**Verilen Görev:**
Alfabeyi öğrenme anılarını anlatan aşağıdaki metni hiçbir değişiklik yapmadan baştan sona yazınız.

- Kategori
- Gündelik Yaşam
El Müslüman-i Türkiyya, Eyvah ki Eyvah, Yemişiz Ayva !
İşte! Rahle dedikleri de bu!
“Baba bana top alsana, / Al sana top, pat pat oyna, / Aldılar topu, Oya ile Suna / Ata ata, tuta tuta / Oynadılar”
Böyle başladık “Cumhuriyet çocukları” olarak alfabeye. Şimdi ipler, yabancısı olduğumuz ellerde. Bu yüzden de milletçe oynatmağa az kaldı zaten.
Babamız bizi lafla döver ve severdi. Akabinde de sözlüklerin başına toplanırdık. "Peder acaba ne demek istedi. Sevdi mi, yerdi mi" diye. O bakımdan Türkçe dersinde parmağı en çok ben kaldırırdım. Şimdi düşünüyorum da “dayatmalı" ders olarak Osmanlıca'yı öğretmeğe kalksalar, bu kadar başarılı olamazdım. Zira zılgıtlarla öğrenmiştim.

**Sağlanan Bilgiler:**
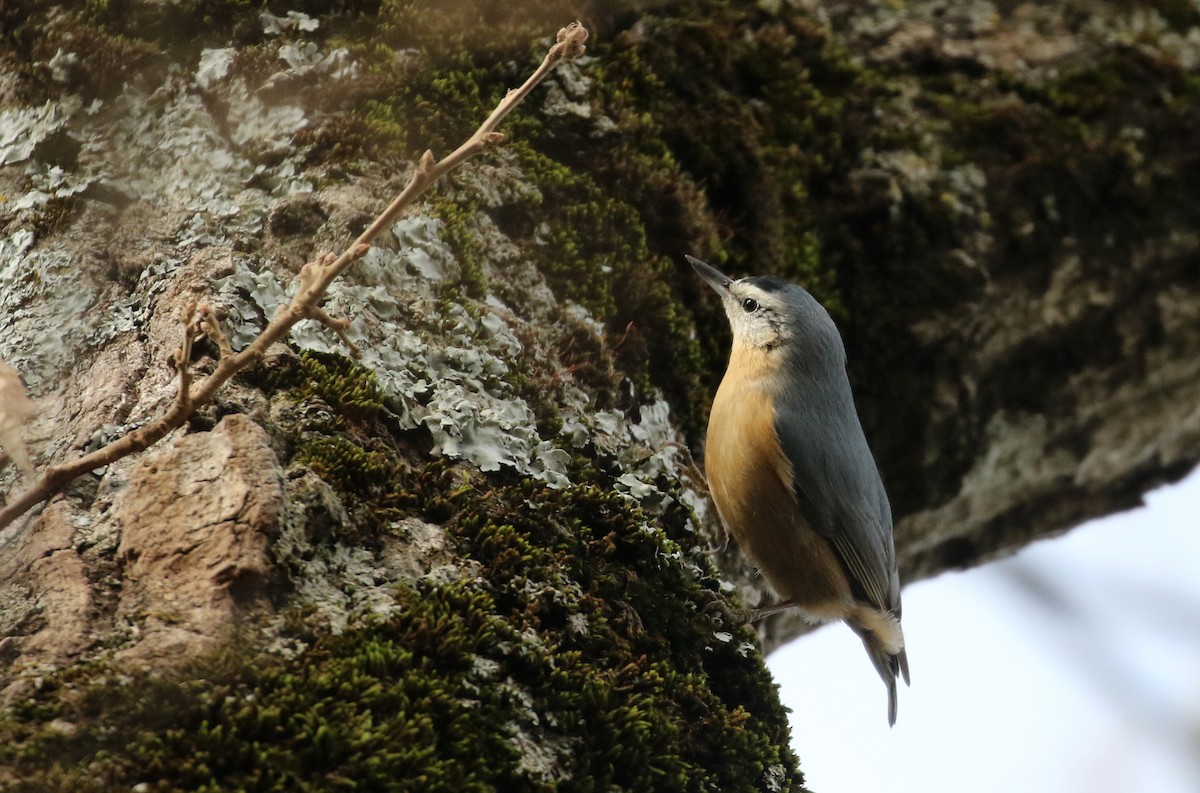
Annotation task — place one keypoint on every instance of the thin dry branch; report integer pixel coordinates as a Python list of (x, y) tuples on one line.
[(305, 304)]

**Görev Yanıtı:**
- Kategori
- Gündelik Yaşam
El Müslüman-i Türkiyya, Eyvah ki Eyvah, Yemişiz Ayva !
İşte! Rahle dedikleri de bu!
“Baba bana top alsana, / Al sana top, pat pat oyna, / Aldılar topu, Oya ile Suna / Ata ata, tuta tuta / Oynadılar”
Böyle başladık “Cumhuriyet çocukları” olarak alfabeye. Şimdi ipler, yabancısı olduğumuz ellerde. Bu yüzden de milletçe oynatmağa az kaldı zaten.
Babamız bizi lafla döver ve severdi. Akabinde de sözlüklerin başına toplanırdık. "Peder acaba ne demek istedi. Sevdi mi, yerdi mi" diye. O bakımdan Türkçe dersinde parmağı en çok ben kaldırırdım. Şimdi düşünüyorum da “dayatmalı" ders olarak Osmanlıca'yı öğretmeğe kalksalar, bu kadar başarılı olamazdım. Zira zılgıtlarla öğrenmiştim.